SELECTED EXTRACT -
>>>

Some of you may have been studying the market for the type of writing you do. You have a pretty good idea how your manuscript will fit in, and you can tell an agent or publisher at least three titles that resemble your work. That’s a benefit because publishers would rather repeat someone else’s success than take a chance on something unfamiliar. If you take this route, I hope you make lots of money. There is no shame in playing it safe and cashing a check. It means one day you’ll have the freedom to take a risk, to experiment, to try to advance the craft in the way you think it should go. When you’re ready to do this, that’s the book I’ll read.

For those here who don’t care about the existing market and who insist on being original… you’re after my own heart. You’re the writer other writers will love – and maybe even give you a couch to sleep on when your meal ticket dumps you. One day, and it may take a really long time, enough of the reading public will catch up to you. They’ll like how you test the limits of their expectations – even their patience. They’ll appreciate how you helped them see the world differently. But for many years, all those risks you’re taking with form, character, and plot will be poison to publishers. And when you do finally publish, the reviewers will savage you.

Embrace their attacks. Any professional reviewer who takes the time to bash you in public has at least taken the time to read your work. You got under their skin and they will remember you.

(lean in) Send them another book. Let them shoot you full of arrows again. Someday, long after, they’ll encounter you at a writer conference or online chatroom, and they’ll see you survived them. You kept writing – despite their criticism – and managed to find an audience and build on it. They couldn’t keep you down. They will respect that.

A moment ago, I said “You managed to find an audience and build on it.” This is inevitable for any writer, or any artist, who has talent and keeps working to improve. Malcolm Gladwell writes about the theory that it takes 10-thousand hours to become a master of your craft. He explores this in his book Outlier. In one chapter, he calculates all the hours the Beatles rehearsed privately and played publicly before their landmark album Meet the Beatles came out in 1964. Ten thousand hours. In another chapter, Gladwell calculates all the hours Bill Gates wrote computer code – starting in high school — before co-founding Microsoft in 1975. Ten thousand hours.  I think it’s safe for you to expect a similar time investment. The Beatles were in their early 20s when they hit it big. Bill Gates was the same age.

<<<

ITEMS -
>>>

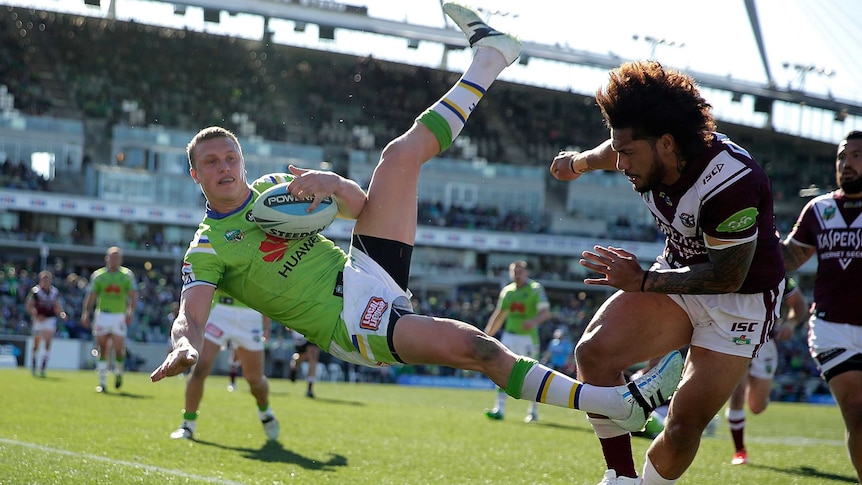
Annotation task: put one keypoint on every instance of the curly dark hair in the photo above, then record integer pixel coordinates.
(653, 101)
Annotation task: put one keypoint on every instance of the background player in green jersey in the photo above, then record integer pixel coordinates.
(356, 306)
(113, 292)
(521, 308)
(232, 321)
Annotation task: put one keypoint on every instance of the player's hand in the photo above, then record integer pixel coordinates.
(784, 331)
(316, 184)
(569, 165)
(619, 267)
(177, 361)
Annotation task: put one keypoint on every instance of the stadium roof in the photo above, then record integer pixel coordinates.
(796, 51)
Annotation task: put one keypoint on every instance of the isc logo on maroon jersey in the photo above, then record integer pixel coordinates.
(373, 313)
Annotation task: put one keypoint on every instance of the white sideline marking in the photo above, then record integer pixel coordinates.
(795, 441)
(151, 468)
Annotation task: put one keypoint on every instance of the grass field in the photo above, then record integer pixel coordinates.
(57, 430)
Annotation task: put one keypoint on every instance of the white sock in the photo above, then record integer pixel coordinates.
(102, 367)
(265, 413)
(456, 105)
(501, 400)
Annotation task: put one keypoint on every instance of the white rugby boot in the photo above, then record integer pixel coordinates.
(650, 390)
(480, 34)
(611, 478)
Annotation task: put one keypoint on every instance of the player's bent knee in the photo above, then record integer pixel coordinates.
(486, 348)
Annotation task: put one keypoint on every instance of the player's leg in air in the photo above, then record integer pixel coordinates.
(383, 239)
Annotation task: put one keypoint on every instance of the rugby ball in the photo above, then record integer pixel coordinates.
(282, 215)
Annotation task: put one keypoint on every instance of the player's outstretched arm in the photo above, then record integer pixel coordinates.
(348, 195)
(186, 332)
(571, 165)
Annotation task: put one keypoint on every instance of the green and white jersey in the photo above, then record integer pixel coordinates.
(112, 288)
(294, 282)
(221, 297)
(522, 304)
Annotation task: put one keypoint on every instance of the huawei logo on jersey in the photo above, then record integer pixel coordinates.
(373, 313)
(273, 248)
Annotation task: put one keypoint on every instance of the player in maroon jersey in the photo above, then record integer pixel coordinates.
(44, 306)
(831, 226)
(716, 286)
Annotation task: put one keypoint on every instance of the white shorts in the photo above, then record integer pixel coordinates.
(732, 323)
(370, 294)
(47, 324)
(520, 344)
(109, 324)
(833, 343)
(763, 366)
(241, 326)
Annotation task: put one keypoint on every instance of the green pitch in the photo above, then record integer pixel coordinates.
(57, 430)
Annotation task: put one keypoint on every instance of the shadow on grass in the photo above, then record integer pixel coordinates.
(274, 452)
(808, 472)
(572, 427)
(318, 399)
(125, 394)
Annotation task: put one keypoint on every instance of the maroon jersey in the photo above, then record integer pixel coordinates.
(726, 195)
(832, 224)
(45, 301)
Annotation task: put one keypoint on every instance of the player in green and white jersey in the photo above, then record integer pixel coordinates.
(113, 292)
(231, 322)
(356, 306)
(521, 308)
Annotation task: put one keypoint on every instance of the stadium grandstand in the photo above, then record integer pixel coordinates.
(95, 112)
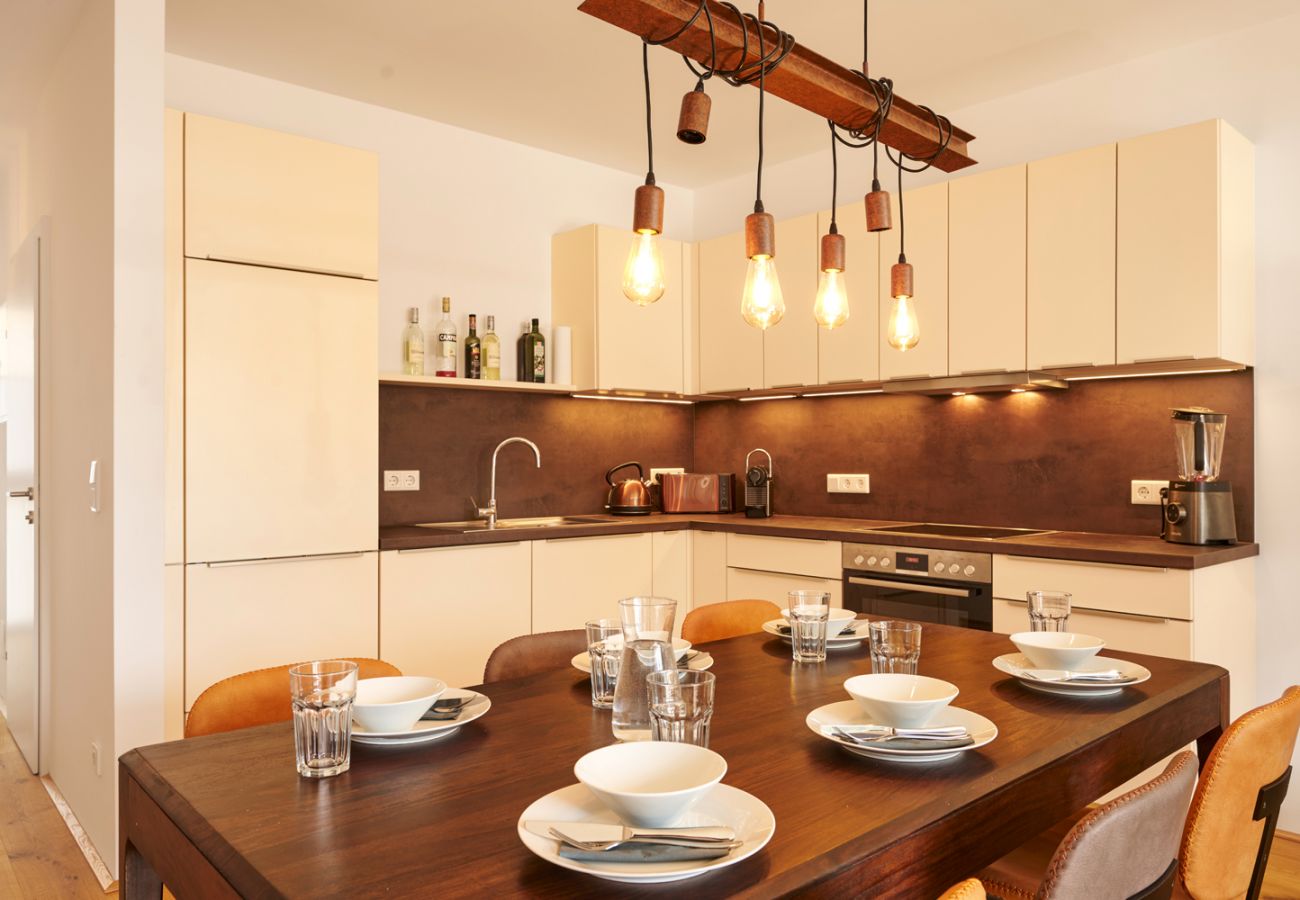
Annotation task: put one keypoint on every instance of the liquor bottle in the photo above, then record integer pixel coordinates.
(412, 345)
(537, 354)
(445, 359)
(492, 351)
(473, 350)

<<<

REQUIRED TASK -
Answer these questions from the text on writing for the market:
1. At least how many titles resembling their work can writers who study the market name to an agent or publisher?
2. What has any professional reviewer who bashes a writer in public at least done?
3. In what year did Meet the Beatles come out?

RESPONSE TO THIS TASK -
1. At least three.
2. Taken the time to read the writer's work.
3. 1964.